> [Excerpted text]
+ + + + + + +

APPEAL from the Circuit Court of Cook County; the Hon. NATHAN
M. COHEN, Judge, presiding.
MR. JUSTICE KLINGBIEL DELIVERED THE OPINION OF THE COURT:
This case involves the constitutional validity of two Chicago ordinances regulating the possession of firearms and requiring their registration. Three individuals and a sporting goods store brought suit in the circuit court of Cook County to enjoin the City and its officials from enforcing them. On motion of defendants the complaint was stricken and the cause dismissed. Plaintiffs appeal.
The ordinances became effective April 15, 1968, and appear as Chapters 11.1 and 11.2 of the Municipal Code of Chicago. Chapter 11.1 pertains to the registration of firearms. It requires detailed records to be kept when a firearm is sold or given away, including full identification of the firearm as well as the person to whom it is sold or given. A registration form must be completed and mailed to the office of the city collector within 48 hours. Persons who have acquired their firearms prior to the date of the ordinances are also required to register possession. The city collector is then to forward to the possessor or purchaser a registration certificate with full identifying information, which must be carried with the firearm and exhibited on request of any police officer. Certain classes of persons are declared ineligible to register, including minors under 18-years-of-age, narcotic addicts, felons, and mental defectives, and all such persons are forbidden to have firearms. Chapter 11.2, relating to the possession of guns, makes it unlawful for any person to carry a rifle, shotgun, or other firearm except in his home or place of business. The chapter is made inapplicable to peace officers and other authorized classes enumerated therein.

+ + + + + + +

(Photo-based point labeling data)

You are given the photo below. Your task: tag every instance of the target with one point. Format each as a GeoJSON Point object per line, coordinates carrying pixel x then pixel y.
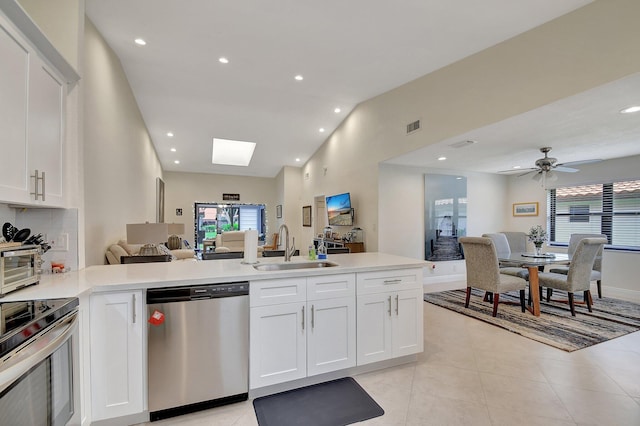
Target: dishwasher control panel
{"type": "Point", "coordinates": [197, 292]}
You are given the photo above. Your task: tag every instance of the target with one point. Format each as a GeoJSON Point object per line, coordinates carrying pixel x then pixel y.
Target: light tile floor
{"type": "Point", "coordinates": [472, 373]}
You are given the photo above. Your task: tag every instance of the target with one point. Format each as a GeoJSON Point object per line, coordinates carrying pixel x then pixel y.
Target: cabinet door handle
{"type": "Point", "coordinates": [44, 180]}
{"type": "Point", "coordinates": [133, 307]}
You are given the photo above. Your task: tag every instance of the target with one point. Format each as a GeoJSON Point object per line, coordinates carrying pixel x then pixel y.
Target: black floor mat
{"type": "Point", "coordinates": [335, 403]}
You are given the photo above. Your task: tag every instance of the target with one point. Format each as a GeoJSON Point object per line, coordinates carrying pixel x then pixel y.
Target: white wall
{"type": "Point", "coordinates": [120, 162]}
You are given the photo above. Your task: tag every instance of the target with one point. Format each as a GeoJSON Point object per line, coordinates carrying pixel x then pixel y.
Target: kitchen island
{"type": "Point", "coordinates": [307, 325]}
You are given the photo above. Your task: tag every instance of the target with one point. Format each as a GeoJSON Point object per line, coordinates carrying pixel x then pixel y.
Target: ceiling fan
{"type": "Point", "coordinates": [545, 167]}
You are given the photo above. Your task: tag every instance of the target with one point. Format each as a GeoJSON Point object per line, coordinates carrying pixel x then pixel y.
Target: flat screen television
{"type": "Point", "coordinates": [339, 210]}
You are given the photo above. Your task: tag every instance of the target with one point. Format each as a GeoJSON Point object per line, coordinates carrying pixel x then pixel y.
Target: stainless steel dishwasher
{"type": "Point", "coordinates": [198, 347]}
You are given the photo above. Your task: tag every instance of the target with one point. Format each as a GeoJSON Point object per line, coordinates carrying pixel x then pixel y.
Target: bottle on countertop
{"type": "Point", "coordinates": [322, 251]}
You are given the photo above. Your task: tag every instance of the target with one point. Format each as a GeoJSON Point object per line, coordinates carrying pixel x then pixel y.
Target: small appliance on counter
{"type": "Point", "coordinates": [19, 267]}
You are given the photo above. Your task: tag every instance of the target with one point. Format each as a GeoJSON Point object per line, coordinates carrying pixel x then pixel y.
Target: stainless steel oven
{"type": "Point", "coordinates": [38, 362]}
{"type": "Point", "coordinates": [18, 268]}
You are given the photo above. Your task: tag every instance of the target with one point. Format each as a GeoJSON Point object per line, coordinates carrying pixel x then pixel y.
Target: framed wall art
{"type": "Point", "coordinates": [525, 209]}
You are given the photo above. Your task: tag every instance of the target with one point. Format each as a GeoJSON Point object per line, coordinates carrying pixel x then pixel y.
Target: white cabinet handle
{"type": "Point", "coordinates": [133, 307]}
{"type": "Point", "coordinates": [36, 185]}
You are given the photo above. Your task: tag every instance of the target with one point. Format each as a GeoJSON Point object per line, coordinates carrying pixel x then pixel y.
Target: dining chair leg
{"type": "Point", "coordinates": [587, 299]}
{"type": "Point", "coordinates": [571, 305]}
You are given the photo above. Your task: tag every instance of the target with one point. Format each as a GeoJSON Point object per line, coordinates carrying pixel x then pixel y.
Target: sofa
{"type": "Point", "coordinates": [115, 251]}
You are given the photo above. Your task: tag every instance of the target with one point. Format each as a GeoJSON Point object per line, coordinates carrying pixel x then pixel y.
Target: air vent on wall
{"type": "Point", "coordinates": [462, 144]}
{"type": "Point", "coordinates": [413, 127]}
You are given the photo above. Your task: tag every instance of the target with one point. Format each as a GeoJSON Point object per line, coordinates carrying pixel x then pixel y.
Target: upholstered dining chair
{"type": "Point", "coordinates": [596, 272]}
{"type": "Point", "coordinates": [578, 277]}
{"type": "Point", "coordinates": [483, 271]}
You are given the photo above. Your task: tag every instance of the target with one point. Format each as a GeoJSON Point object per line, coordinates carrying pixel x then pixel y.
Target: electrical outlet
{"type": "Point", "coordinates": [60, 243]}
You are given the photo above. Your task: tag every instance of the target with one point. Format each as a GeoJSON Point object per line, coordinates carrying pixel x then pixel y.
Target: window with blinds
{"type": "Point", "coordinates": [612, 209]}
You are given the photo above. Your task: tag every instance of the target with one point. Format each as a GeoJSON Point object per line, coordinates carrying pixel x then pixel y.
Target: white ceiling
{"type": "Point", "coordinates": [583, 127]}
{"type": "Point", "coordinates": [347, 51]}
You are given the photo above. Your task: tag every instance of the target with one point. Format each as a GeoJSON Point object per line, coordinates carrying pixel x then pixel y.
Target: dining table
{"type": "Point", "coordinates": [533, 262]}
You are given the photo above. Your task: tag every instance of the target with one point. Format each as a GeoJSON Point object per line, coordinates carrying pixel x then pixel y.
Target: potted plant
{"type": "Point", "coordinates": [538, 236]}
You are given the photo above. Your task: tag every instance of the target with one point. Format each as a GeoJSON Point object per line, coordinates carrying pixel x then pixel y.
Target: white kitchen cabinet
{"type": "Point", "coordinates": [331, 335]}
{"type": "Point", "coordinates": [277, 344]}
{"type": "Point", "coordinates": [308, 327]}
{"type": "Point", "coordinates": [118, 362]}
{"type": "Point", "coordinates": [32, 114]}
{"type": "Point", "coordinates": [390, 320]}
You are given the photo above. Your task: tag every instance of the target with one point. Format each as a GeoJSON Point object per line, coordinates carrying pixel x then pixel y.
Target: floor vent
{"type": "Point", "coordinates": [413, 127]}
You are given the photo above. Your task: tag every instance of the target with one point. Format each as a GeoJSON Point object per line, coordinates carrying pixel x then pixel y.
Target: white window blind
{"type": "Point", "coordinates": [612, 209]}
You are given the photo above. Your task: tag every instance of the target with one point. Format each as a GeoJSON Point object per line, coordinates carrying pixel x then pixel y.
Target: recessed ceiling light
{"type": "Point", "coordinates": [631, 109]}
{"type": "Point", "coordinates": [232, 153]}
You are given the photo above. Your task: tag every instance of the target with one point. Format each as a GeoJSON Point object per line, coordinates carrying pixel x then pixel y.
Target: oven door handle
{"type": "Point", "coordinates": [36, 351]}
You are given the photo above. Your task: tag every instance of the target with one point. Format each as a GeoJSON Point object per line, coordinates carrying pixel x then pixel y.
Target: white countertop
{"type": "Point", "coordinates": [164, 274]}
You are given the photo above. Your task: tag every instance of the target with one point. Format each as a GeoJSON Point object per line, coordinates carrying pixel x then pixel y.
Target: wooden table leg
{"type": "Point", "coordinates": [534, 288]}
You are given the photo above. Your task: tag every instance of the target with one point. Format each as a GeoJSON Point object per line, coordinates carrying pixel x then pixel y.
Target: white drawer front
{"type": "Point", "coordinates": [274, 292]}
{"type": "Point", "coordinates": [331, 286]}
{"type": "Point", "coordinates": [392, 280]}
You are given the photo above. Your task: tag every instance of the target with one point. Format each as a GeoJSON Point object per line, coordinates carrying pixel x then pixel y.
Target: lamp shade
{"type": "Point", "coordinates": [176, 228]}
{"type": "Point", "coordinates": [147, 233]}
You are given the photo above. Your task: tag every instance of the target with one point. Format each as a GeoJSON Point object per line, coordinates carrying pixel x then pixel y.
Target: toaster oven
{"type": "Point", "coordinates": [19, 267]}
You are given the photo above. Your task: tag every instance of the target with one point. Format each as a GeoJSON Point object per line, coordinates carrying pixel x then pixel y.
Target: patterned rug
{"type": "Point", "coordinates": [555, 326]}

+ + + + + + +

> [Challenge A] Render this sentence from the court opinion into Spanish: "On motion of defendants the complaint was stricken and the cause dismissed."
> [Challenge B] According to the court opinion, within what period must a completed firearm registration form be mailed to the office of the city collector?
> [Challenge C] Pick up the court opinion on the Chicago firearm ordinances after its final sentence and continue it.

> [Exercise answer A] A instancia de los demandados, se suprimió la demanda y se desestimó la causa.

> [Exercise answer B] Within 48 hours.

> [Exercise answer C]
To sustain their charge of invalidity plaintiffs employ a "shotgun" technique, alleging a dozen different grounds therefor in addition to claiming that the ordinances will not achieve their object of reducing crime. In substance the principal contentions are that the City lacks power to legislate with regard to gun control because the State has pre-empted the field, that the ordinances violate the provision of the Federal constitution concerning the right of the people to keep and bear arms, that they are vague, confusing and inconsistent with the statute on the subject, that they unlawfully delegate legislative power to the city collector and contravene the doctrine of separation of powers, and that they constitute an unreasonable exercise of police power.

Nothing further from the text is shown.